## EXERCISE
Retype the lines from the one with "Category: stainless steel dishwasher" up to and including the one with "pixel 288 283" in the records below, keeping them identical.

## INFORMATION SUPPLIED
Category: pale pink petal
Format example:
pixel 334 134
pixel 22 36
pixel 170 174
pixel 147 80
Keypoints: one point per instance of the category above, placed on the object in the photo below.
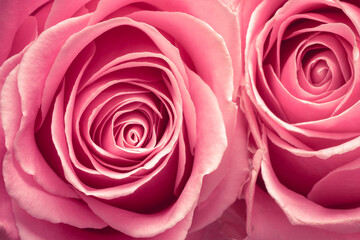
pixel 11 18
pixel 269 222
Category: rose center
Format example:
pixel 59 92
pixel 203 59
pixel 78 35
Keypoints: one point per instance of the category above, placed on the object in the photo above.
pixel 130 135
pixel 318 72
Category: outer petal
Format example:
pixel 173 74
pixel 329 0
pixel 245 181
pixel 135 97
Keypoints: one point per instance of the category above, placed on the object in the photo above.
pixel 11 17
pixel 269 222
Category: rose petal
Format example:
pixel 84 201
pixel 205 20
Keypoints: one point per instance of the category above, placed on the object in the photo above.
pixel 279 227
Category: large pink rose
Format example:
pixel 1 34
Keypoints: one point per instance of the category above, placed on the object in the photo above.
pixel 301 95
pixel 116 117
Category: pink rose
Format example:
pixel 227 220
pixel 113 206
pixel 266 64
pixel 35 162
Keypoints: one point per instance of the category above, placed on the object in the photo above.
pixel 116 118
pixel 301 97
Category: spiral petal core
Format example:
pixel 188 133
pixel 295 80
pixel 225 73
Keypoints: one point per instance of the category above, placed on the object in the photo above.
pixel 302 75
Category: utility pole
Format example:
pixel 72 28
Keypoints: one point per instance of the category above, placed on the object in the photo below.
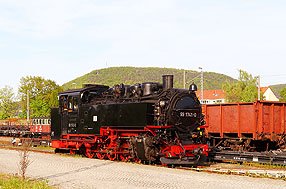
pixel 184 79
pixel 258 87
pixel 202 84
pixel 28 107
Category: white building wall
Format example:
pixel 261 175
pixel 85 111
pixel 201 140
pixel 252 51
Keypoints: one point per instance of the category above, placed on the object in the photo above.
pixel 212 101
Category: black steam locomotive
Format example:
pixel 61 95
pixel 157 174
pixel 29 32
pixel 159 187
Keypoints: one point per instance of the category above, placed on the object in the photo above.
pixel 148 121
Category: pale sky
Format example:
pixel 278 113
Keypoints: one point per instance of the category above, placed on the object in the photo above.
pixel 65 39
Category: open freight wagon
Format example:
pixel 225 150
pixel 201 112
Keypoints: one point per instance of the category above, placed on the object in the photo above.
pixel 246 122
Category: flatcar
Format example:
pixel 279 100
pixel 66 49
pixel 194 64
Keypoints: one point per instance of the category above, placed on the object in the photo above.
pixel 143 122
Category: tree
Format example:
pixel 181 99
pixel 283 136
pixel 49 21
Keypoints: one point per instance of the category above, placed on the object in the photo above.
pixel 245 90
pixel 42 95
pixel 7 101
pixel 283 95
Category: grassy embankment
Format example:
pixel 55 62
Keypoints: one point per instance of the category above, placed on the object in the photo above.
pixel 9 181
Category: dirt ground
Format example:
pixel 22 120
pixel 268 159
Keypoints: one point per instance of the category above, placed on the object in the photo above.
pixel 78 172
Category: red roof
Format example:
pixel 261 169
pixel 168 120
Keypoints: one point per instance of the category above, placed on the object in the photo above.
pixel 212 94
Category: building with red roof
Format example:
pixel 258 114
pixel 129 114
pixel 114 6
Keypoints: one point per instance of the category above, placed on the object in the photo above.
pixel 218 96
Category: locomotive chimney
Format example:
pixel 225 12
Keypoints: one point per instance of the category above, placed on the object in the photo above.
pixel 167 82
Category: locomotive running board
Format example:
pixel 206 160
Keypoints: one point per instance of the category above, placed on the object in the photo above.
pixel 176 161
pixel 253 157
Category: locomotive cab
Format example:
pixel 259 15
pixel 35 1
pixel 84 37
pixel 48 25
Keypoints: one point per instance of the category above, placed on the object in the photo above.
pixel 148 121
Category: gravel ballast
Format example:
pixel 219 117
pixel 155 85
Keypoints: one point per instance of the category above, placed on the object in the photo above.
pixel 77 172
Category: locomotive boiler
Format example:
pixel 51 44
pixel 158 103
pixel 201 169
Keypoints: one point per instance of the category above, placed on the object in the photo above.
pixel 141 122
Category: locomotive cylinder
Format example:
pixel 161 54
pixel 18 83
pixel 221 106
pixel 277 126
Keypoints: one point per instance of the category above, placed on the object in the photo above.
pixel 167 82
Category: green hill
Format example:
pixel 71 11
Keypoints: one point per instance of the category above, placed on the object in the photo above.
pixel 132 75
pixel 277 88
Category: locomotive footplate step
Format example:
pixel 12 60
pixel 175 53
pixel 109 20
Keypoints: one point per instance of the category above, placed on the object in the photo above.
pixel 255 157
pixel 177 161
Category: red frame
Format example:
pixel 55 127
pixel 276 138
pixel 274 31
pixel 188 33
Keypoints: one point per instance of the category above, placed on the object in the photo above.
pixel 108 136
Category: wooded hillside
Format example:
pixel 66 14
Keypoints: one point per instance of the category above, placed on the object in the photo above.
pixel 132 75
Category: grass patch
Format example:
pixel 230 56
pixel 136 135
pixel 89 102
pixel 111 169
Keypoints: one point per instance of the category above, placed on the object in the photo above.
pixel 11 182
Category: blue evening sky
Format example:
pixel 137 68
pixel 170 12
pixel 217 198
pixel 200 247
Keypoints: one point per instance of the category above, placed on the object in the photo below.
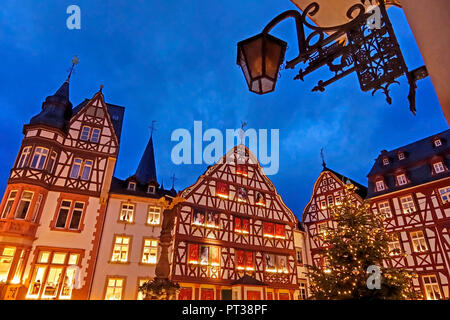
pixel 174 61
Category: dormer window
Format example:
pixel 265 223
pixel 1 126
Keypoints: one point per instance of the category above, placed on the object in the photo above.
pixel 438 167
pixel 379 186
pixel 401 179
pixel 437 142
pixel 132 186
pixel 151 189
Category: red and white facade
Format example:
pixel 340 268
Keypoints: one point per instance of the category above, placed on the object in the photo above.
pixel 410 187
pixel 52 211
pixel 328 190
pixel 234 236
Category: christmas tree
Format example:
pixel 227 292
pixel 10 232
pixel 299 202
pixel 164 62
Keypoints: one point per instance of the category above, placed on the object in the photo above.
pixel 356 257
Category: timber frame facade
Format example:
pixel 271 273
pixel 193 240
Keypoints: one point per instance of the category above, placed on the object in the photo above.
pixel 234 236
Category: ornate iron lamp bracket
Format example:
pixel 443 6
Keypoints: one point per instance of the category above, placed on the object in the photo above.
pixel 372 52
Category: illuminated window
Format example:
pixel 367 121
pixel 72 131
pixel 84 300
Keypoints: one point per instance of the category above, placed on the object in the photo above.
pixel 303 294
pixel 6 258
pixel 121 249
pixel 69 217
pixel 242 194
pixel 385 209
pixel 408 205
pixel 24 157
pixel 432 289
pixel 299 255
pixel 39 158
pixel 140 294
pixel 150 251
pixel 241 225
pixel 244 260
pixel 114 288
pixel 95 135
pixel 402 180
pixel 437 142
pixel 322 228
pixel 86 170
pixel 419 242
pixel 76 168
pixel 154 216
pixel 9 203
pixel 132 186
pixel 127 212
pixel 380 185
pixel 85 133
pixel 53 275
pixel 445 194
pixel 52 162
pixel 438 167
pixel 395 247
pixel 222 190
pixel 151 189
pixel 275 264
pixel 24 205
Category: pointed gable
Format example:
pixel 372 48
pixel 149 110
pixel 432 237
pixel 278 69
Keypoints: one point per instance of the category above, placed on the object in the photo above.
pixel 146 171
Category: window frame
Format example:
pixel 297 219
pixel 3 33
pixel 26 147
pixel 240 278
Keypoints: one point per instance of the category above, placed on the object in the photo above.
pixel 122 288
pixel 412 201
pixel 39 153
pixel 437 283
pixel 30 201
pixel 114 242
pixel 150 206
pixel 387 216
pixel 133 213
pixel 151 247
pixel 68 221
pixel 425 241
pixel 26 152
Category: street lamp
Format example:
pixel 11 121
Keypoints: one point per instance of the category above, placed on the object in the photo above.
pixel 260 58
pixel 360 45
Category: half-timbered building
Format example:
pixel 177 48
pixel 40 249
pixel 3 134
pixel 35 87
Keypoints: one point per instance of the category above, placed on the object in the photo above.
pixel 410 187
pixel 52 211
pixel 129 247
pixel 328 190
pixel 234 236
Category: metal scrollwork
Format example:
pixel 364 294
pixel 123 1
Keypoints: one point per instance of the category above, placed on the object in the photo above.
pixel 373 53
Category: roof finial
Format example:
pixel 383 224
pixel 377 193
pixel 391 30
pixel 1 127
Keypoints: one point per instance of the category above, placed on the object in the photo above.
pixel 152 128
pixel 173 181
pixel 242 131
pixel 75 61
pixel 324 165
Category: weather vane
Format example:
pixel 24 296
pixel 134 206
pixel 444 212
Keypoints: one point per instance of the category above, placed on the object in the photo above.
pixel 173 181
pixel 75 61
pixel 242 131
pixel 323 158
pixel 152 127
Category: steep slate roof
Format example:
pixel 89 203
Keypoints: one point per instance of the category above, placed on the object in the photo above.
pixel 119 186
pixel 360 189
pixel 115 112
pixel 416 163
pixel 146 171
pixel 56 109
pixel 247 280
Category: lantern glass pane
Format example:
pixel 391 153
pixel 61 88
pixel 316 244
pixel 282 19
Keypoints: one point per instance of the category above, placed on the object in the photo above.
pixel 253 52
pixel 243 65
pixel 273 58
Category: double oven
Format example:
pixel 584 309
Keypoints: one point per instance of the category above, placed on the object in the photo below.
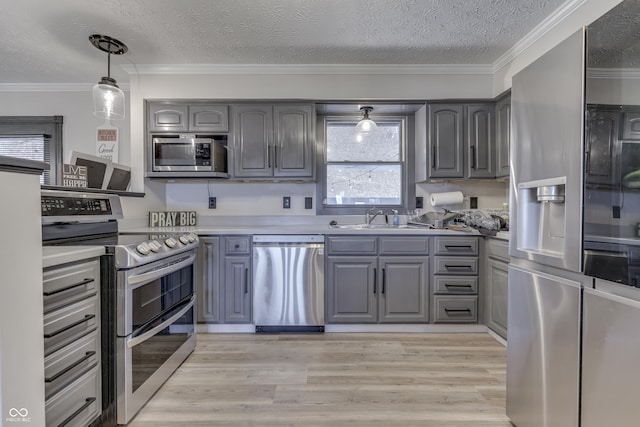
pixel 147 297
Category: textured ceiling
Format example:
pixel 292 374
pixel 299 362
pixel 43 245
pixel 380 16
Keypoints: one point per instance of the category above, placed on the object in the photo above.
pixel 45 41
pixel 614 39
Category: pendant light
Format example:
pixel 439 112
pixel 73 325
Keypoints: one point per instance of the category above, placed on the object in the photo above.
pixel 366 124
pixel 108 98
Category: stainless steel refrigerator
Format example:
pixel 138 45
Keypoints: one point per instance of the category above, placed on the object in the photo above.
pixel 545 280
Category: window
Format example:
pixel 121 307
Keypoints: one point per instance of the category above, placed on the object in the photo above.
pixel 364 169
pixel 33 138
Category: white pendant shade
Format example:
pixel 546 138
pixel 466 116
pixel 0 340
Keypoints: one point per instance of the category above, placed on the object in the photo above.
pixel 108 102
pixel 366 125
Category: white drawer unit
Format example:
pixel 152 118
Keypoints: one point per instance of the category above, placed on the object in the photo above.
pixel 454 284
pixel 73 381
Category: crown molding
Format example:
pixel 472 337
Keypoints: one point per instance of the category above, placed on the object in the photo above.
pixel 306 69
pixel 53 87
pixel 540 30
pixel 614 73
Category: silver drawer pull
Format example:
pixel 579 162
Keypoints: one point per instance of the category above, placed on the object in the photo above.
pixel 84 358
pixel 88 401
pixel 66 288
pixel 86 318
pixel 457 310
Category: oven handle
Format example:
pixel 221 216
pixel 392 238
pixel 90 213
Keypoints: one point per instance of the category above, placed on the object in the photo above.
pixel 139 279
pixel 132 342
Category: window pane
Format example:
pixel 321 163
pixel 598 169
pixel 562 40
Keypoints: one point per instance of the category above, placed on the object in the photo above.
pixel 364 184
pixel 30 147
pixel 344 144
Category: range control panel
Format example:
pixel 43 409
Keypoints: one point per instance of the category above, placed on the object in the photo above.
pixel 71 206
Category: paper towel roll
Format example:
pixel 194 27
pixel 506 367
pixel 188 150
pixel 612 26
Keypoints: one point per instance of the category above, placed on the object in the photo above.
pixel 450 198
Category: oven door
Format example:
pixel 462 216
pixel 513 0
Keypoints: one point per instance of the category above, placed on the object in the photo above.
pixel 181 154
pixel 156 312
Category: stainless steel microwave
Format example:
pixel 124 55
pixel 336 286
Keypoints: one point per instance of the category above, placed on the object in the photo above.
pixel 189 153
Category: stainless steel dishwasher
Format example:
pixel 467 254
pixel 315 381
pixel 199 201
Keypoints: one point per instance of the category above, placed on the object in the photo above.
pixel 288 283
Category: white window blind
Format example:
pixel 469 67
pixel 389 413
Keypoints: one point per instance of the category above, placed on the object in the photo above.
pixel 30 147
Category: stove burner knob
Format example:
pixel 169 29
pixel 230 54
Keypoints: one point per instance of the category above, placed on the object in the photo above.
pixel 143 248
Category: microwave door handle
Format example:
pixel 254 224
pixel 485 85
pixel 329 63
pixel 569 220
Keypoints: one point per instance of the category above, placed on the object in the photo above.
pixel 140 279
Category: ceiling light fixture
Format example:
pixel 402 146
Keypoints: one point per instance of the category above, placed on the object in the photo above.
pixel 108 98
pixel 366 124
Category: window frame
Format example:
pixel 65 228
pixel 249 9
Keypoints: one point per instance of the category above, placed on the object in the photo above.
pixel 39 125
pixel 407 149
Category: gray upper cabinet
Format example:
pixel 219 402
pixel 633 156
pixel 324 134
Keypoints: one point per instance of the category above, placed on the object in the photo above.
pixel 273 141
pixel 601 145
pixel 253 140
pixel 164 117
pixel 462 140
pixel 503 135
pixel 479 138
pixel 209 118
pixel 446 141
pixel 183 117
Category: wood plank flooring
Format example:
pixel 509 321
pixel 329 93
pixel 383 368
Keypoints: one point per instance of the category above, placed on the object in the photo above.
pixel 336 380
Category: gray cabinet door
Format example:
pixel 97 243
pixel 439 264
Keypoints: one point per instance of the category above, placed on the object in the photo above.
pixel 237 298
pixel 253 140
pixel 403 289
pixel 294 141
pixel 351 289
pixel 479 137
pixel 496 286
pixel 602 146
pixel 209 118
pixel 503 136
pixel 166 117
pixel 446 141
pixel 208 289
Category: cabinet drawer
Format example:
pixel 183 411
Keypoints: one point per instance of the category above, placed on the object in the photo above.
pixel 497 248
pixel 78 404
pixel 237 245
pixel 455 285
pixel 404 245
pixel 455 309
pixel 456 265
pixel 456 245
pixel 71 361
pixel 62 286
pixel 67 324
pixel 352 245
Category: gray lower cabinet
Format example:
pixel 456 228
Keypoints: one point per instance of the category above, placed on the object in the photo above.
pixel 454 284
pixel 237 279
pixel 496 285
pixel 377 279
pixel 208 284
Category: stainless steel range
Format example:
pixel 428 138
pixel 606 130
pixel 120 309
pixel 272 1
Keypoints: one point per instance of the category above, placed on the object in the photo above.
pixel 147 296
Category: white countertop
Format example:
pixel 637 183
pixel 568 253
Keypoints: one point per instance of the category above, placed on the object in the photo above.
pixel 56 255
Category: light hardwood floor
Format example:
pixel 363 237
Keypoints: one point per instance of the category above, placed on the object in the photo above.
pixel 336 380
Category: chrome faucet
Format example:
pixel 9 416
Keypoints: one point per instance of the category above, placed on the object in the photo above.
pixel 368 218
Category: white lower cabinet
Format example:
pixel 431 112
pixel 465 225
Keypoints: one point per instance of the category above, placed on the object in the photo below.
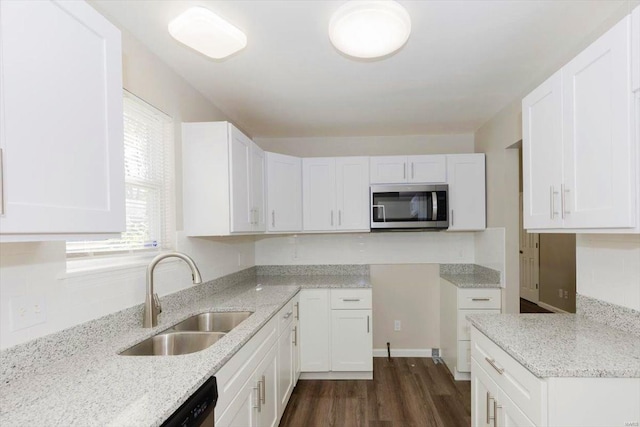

## ANSWER TO THE EXERCISE
Category: stainless steel dishwasher
Format example:
pixel 467 254
pixel 315 381
pixel 199 201
Keypoints: one point per instance of the category above, placed on the object in the photo above.
pixel 288 283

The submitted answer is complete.